*Problem to work on:* Your task is to repeat exactly the lines below between the line holding "Query: railing post" and the line holding "Target = player's knee brace", inclusive, and only those.

*Record set:*

-- Opening Marker --

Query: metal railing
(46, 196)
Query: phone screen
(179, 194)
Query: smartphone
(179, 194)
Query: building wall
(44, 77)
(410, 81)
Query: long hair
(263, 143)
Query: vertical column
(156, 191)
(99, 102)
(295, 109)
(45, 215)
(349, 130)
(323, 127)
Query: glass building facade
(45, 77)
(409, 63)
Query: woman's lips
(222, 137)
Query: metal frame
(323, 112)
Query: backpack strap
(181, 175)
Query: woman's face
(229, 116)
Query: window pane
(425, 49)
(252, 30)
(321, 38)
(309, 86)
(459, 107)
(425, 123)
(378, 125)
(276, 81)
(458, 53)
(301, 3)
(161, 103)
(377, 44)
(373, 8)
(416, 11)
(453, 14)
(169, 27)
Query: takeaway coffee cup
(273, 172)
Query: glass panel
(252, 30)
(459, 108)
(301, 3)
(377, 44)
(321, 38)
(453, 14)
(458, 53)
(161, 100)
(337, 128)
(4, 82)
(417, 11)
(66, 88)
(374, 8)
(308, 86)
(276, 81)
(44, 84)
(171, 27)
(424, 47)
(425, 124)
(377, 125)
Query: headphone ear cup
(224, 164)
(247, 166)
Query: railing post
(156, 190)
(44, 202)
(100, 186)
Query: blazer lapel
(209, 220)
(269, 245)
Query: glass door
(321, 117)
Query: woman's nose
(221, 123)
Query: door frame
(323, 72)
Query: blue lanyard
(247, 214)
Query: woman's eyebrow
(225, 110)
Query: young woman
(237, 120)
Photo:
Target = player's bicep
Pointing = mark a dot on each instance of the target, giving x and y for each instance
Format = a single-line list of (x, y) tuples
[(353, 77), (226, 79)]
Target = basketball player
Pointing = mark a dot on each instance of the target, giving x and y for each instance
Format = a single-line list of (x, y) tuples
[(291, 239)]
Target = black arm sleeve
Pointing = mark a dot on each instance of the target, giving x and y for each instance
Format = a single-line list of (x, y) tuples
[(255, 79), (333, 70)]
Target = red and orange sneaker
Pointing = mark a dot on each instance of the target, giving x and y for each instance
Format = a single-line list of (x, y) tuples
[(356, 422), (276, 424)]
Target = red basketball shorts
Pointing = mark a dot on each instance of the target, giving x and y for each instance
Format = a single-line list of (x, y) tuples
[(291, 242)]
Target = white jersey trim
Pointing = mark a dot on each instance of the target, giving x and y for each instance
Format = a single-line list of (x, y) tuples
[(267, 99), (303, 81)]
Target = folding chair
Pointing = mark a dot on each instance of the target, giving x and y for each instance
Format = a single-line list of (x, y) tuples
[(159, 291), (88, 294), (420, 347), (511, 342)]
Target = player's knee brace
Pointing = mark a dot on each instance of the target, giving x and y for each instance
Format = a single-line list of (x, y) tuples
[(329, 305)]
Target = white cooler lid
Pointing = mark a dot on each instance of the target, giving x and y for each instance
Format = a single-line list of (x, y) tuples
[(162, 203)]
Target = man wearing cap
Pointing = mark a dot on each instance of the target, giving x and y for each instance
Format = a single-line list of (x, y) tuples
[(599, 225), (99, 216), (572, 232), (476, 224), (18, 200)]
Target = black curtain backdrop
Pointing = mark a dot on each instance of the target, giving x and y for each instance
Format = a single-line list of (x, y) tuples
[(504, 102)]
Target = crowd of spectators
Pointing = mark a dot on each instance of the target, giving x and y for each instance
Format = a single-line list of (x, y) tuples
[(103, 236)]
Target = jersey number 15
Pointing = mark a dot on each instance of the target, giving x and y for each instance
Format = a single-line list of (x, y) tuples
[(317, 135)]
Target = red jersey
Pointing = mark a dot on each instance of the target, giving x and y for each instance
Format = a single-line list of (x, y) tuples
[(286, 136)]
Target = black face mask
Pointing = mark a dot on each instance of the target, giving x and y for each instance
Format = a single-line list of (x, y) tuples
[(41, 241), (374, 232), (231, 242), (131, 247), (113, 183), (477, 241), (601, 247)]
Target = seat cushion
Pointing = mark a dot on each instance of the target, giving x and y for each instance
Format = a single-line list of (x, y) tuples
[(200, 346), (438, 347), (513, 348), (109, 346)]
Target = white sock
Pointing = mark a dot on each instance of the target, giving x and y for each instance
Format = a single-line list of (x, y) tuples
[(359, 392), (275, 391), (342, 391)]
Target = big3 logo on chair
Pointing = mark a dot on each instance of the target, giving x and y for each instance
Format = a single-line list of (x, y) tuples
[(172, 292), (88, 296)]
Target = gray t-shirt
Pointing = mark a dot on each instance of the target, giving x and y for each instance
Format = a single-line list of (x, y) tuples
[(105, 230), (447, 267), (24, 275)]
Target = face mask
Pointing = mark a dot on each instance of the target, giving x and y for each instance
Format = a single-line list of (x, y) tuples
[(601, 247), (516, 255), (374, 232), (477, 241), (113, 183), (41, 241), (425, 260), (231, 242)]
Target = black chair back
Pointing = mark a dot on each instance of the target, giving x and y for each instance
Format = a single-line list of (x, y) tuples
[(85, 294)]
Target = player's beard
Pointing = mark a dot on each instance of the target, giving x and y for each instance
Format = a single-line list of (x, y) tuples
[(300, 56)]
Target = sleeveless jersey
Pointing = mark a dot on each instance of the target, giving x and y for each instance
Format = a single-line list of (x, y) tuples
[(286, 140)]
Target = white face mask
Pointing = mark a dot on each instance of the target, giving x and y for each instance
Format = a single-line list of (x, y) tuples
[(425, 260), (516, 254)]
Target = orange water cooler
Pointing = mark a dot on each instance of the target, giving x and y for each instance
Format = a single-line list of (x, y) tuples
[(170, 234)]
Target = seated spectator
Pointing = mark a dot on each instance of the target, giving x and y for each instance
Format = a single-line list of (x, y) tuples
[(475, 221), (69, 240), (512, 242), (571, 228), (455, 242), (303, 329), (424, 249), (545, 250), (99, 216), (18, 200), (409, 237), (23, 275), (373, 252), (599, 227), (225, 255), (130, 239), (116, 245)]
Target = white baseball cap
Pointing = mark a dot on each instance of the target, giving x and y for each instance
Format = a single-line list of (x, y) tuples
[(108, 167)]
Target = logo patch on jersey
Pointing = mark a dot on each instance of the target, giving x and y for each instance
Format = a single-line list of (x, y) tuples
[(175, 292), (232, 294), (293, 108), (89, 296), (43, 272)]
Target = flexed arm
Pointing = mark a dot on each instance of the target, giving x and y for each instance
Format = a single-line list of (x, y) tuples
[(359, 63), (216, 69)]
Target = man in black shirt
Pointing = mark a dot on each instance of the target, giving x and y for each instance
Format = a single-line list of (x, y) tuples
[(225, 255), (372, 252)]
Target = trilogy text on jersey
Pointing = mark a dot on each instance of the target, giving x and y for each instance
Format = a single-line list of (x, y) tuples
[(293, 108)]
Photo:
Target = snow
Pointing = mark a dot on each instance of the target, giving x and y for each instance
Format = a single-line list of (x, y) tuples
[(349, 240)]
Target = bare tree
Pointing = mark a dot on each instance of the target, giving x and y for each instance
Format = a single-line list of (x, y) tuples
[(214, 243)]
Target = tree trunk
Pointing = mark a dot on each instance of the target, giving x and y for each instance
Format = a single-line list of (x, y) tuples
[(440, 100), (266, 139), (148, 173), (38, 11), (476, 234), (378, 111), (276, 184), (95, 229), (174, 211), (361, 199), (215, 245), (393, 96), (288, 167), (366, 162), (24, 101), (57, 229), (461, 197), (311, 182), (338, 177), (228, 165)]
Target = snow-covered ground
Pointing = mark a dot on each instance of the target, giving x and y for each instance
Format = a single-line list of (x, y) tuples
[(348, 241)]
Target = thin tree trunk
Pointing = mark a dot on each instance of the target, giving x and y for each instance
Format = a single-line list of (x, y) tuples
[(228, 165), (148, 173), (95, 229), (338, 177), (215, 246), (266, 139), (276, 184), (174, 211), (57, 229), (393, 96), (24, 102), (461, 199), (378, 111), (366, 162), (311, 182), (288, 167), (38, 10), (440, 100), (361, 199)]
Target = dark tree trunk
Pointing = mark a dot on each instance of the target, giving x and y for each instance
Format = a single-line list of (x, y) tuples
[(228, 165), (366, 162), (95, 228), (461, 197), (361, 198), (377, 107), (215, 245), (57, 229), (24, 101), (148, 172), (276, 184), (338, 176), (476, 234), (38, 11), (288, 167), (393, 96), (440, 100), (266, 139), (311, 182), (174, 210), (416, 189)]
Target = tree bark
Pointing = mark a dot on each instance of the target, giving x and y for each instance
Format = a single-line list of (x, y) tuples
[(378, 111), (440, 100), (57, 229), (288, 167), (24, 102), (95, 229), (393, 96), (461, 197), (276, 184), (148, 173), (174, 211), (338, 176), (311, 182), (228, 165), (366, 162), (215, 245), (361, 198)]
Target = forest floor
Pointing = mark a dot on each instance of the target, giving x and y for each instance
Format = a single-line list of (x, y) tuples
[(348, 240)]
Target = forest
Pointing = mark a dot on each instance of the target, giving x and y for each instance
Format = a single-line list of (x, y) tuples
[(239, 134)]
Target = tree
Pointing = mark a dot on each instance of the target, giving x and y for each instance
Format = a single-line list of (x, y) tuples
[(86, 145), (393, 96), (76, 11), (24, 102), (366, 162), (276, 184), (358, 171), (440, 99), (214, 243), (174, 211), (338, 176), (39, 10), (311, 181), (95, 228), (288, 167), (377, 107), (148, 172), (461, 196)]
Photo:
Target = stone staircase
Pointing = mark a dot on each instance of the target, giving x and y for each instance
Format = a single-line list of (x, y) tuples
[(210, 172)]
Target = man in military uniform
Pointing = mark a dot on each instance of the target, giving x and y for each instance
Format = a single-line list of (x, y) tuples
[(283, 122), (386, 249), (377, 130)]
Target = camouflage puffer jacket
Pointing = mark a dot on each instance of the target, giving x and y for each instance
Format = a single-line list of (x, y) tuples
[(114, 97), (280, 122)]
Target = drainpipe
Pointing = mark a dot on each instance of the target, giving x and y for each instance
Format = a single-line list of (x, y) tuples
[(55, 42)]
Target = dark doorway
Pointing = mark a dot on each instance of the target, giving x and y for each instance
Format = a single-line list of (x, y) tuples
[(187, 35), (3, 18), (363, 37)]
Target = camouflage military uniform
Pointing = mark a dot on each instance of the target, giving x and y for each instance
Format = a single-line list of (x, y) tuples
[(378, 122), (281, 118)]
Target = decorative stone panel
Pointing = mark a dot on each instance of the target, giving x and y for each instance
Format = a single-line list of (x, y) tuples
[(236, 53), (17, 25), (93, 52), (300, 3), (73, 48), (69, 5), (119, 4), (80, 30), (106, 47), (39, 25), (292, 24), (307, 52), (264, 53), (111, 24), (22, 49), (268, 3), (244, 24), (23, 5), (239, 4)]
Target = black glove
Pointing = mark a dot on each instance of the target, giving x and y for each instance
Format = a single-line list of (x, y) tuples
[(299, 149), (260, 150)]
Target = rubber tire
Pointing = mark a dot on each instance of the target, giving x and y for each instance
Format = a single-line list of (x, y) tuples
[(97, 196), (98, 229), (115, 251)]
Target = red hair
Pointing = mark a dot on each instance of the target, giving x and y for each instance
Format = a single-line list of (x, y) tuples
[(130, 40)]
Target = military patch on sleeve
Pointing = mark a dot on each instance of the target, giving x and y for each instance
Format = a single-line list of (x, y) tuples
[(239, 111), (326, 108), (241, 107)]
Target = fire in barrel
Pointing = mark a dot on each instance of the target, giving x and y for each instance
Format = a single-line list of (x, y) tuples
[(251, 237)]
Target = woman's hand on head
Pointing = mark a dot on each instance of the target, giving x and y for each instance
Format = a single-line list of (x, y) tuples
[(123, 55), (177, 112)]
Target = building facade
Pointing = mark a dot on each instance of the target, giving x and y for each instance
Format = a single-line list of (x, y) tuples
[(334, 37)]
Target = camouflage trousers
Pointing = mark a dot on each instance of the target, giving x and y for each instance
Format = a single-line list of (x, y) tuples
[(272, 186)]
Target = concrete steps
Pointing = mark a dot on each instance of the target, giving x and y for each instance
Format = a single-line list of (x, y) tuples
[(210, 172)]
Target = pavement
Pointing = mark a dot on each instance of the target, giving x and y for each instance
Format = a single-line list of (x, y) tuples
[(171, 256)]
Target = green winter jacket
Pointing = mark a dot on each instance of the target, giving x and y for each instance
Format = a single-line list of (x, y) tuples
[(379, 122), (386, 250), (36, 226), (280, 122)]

-- Closing Marker --

*Expected answer:*
Query: railing post
(156, 190)
(44, 202)
(100, 186)
Query: blazer lapel
(209, 220)
(269, 245)
Query: glass door
(321, 117)
Query: woman's nose
(221, 123)
Query: door frame
(323, 72)
Query: blue lanyard
(247, 214)
Query: woman's eyebrow
(225, 110)
Query: young woman
(237, 120)
Photo:
Target = player's bicep
Pointing = mark a dot on each instance of the target, giving x and y for each instance
Format = a single-line list of (x, y) tuples
[(353, 77), (226, 79)]
Target = basketball player
Pointing = mark a dot on each instance of the target, giving x and y for each instance
Format = a single-line list of (x, y) tuples
[(291, 239)]
Target = black arm sleeve
Pointing = mark a dot on each instance of the target, giving x and y for each instance
Format = a single-line list of (x, y) tuples
[(255, 79), (333, 70)]
Target = red and orange sneaker
Pointing = mark a dot on each instance of the target, giving x and y for each instance
Format = a single-line list of (x, y) tuples
[(356, 422), (276, 424)]
Target = red basketball shorts
Pointing = mark a dot on each instance of the target, giving x and y for each instance
Format = a single-line list of (x, y) tuples
[(291, 242)]
Target = white jersey trim
Pointing = mark a dot on each instance of the target, giving x and y for each instance
Format = a single-line list of (x, y) tuples
[(267, 99), (303, 81)]
Target = folding chair
Pointing = mark a dot on each instance of the target, giving x and y for each instance
Format = a single-line list of (x, y) tuples
[(159, 291), (88, 294), (420, 347), (511, 342)]
Target = player's knee brace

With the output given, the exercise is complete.